QUOTED PASSAGE:
A pair of software tools, Public Feed and Keyword Insights, lets Facebook’s media partners tap into comments posted on the service.

‘Selected news organisations can begin to integrate Facebook conversations into their broadcasts or coverage by displaying public posts of real-time activity about any given topic,’ Facebook’s online operations vice president, Justin Osofsky, said in a blog post.

‘From favourite television shows to sporting events to the latest news; the conversations are happening on Facebook.’

Facebook listed its media partners as Buzzfeed, CNN, NBC’s Today Show, BSkyB, Slate and Mass Relevance.

For a while now, news outlets have turned to globally popular one-to-many messaging service Twitter for real-time insights, opinions, and perspectives for stories.

Osofsky said that Facebook is ‘committed to building features that improve the experience of discovering and participating in conversations about things happening in the world right now, including entertainment, sports, politics and news.’

Only public posts by Facebook members will be streamed to news outlets, according to the California-based social network.

DATASET SECTION:
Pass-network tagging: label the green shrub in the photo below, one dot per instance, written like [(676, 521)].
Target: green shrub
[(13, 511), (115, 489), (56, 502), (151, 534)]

SET EXERCISE 1: Update the Facebook news passage starting at "Facebook listed its" and ending at "perspectives for stories.", replacing "news outlets" with "media organizations".
SET EXERCISE 2: In the Facebook news passage, what position does Justin Osofsky hold?

COMPLETE ANSWER 1:
Facebook listed its media partners as Buzzfeed, CNN, NBC’s Today Show, BSkyB, Slate and Mass Relevance.

For a while now, media organizations have turned to globally popular one-to-many messaging service Twitter for real-time insights, opinions, and perspectives for stories.

COMPLETE ANSWER 2: He is Facebook's online operations vice president.